### ENTRIES
· · · · ·
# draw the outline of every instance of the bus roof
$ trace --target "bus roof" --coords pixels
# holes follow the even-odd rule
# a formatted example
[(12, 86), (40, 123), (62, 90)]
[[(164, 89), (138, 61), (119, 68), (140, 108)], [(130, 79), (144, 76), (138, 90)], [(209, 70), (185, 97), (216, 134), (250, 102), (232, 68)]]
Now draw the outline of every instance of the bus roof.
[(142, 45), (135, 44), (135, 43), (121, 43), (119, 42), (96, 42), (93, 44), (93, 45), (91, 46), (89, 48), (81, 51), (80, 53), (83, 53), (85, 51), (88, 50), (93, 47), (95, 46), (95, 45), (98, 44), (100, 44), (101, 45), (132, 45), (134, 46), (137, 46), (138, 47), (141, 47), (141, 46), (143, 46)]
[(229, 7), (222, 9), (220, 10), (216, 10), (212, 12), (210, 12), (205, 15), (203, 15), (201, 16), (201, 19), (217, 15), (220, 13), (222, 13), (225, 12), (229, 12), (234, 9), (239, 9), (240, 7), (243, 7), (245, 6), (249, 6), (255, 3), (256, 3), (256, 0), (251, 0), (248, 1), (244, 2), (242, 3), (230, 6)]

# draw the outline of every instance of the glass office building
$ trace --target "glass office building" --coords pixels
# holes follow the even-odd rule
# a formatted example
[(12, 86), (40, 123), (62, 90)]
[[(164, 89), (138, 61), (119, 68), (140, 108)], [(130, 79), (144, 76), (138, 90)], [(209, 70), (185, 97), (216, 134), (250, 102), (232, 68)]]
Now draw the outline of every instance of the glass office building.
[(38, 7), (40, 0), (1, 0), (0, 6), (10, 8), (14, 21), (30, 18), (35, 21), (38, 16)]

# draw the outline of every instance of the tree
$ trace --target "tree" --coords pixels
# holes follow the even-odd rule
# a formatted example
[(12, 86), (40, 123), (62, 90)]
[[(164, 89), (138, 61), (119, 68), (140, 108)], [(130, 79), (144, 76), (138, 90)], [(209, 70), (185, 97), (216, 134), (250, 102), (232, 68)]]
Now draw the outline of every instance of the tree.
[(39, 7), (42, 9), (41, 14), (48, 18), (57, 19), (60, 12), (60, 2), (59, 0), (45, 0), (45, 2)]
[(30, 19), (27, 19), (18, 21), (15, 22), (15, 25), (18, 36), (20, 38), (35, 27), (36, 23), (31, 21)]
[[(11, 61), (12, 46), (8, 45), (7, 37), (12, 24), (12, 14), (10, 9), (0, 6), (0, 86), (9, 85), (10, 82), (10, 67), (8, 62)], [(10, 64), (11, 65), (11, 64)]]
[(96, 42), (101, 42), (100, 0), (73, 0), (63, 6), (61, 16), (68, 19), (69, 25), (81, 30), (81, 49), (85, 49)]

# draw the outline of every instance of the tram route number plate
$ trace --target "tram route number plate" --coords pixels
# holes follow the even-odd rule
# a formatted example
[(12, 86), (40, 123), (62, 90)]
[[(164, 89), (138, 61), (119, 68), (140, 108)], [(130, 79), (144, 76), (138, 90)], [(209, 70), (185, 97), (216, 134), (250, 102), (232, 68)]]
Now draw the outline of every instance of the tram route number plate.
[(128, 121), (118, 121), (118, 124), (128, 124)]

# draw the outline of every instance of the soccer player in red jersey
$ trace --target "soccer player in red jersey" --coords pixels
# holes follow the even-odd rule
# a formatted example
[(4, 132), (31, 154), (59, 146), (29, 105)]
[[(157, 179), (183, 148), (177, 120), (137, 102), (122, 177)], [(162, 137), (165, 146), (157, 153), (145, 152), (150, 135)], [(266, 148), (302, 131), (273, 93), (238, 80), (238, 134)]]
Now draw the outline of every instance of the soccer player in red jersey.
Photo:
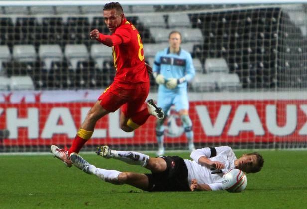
· · · · ·
### EXERCISE BRIEF
Reproduce, without any change, everything in the listing from the line containing "# draw the outline of every instance of the glass" down to the line containing "21), (38, 16)]", both of those lines included.

### RIGHT ANSWER
# draw the outline of every instance of the glass office building
$ trace --target "glass office building" --coords pixels
# holes follow the even-odd rule
# a formatted example
[(12, 86), (40, 123), (62, 90)]
[[(164, 89), (138, 61), (119, 68), (140, 108)], [(130, 79), (144, 76), (138, 90)], [(209, 70), (185, 97), (216, 134), (250, 102), (232, 68)]]
Now draw the outline of every instance of the glass office building.
[(38, 7), (40, 0), (1, 0), (0, 6), (10, 8), (14, 21), (30, 18), (35, 21), (38, 16)]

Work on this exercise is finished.